__Page text__.

--- --- ---

First, COX-2 drugs like Vioxx and Celebrex were linked with an increased risk for heart attack and stroke. Then, research expanded that risk (albeit to a smaller degree) to the overall class of drugs to which they belong -- NSAID’s (non-steroidal anti-inflammatory drugs), with the exception of aspirin. NSAID’s also include Advil (ibruprofen) and Aleve (naproxen). And now, the last hold-out, Tylenol (acetominephen) has been linked with kidney problems and with a significantly increased risk for high blood pressure in women in an analysis of the Nurses’ Health Study.

The risk is especially high for younger women who take it regularly: for these women, it doubled, and that’s the level of risk at which experts say that observational studies should give us cause for serious concern. The study also found an increased risk for high blood pressure amongst users of NSAIDS (except aspirin), though that risk was smaller.

While the study does rely on self reports of both drug doses and of blood pressure readings — the subjects are nurses who presumably know how to record such measures.

The question is, what are the 10-20 million Americans who suffer chronic pain to do?

The only non-narcotic painkiller left, aspirin, remains an option. However, long-term use of painkilling doses can lead to potentially fatal gastrointestinal bleeding. Some 16,000 people die each year from bleeding related to aspirin and other NSAIDs.

All of this leaves chronic pain patients with just one safe and effective option: opioid pain medication. Except that doctors have become far more cautious about prescribing opioids due to increased pressure from law enforcement.

--- --- ---

__Material shown__.
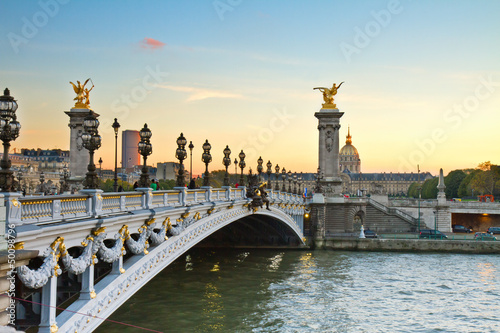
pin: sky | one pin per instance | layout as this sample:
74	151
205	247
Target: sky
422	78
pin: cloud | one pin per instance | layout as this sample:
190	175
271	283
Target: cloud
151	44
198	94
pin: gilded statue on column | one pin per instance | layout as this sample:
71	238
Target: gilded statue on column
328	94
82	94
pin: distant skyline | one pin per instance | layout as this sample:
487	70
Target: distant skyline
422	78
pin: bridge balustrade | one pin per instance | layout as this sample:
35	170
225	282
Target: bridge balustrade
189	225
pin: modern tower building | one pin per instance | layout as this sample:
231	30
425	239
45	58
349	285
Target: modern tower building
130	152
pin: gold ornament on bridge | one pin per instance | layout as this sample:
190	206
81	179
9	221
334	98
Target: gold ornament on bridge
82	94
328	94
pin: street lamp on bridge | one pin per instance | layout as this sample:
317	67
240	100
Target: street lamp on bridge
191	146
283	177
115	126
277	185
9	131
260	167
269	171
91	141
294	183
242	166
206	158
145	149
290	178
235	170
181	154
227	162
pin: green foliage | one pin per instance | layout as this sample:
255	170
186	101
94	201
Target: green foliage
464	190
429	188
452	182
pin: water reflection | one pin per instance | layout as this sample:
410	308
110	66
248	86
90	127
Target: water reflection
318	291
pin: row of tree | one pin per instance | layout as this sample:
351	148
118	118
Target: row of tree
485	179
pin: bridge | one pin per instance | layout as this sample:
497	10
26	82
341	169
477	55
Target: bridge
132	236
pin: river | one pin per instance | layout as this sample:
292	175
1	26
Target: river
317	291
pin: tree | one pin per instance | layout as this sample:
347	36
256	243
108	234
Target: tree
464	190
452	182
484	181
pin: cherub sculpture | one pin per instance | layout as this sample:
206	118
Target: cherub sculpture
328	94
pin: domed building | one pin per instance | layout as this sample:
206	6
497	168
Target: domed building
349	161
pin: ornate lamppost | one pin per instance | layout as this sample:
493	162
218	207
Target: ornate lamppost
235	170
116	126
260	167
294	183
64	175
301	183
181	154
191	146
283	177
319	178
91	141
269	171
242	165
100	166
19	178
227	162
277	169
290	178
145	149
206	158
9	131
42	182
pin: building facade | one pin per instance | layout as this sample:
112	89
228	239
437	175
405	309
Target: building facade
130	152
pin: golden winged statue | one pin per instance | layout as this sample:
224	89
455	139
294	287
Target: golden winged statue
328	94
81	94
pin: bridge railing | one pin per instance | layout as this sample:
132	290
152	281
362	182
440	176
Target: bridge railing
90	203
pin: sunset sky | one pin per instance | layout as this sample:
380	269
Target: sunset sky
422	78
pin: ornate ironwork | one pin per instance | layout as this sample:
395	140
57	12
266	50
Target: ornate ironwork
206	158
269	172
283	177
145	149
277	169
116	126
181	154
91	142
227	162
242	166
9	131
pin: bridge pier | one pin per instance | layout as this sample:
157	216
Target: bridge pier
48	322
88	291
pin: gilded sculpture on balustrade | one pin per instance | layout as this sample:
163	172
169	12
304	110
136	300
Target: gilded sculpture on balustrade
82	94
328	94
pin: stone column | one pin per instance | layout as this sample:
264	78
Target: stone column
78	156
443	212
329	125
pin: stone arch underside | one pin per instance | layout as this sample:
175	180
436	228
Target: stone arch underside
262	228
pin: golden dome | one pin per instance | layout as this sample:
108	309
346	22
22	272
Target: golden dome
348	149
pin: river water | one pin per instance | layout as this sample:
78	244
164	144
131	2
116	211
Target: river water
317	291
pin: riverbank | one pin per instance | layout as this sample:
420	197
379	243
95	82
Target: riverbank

--- --- ---

__What the exercise asks__. Update the painkiller article from "The risk is" to "pain to do?", replacing "subjects" with "participants".

__Task output__.
The risk is especially high for younger women who take it regularly: for these women, it doubled, and that’s the level of risk at which experts say that observational studies should give us cause for serious concern. The study also found an increased risk for high blood pressure amongst users of NSAIDS (except aspirin), though that risk was smaller.

While the study does rely on self reports of both drug doses and of blood pressure readings — the participants are nurses who presumably know how to record such measures.

The question is, what are the 10-20 million Americans who suffer chronic pain to do?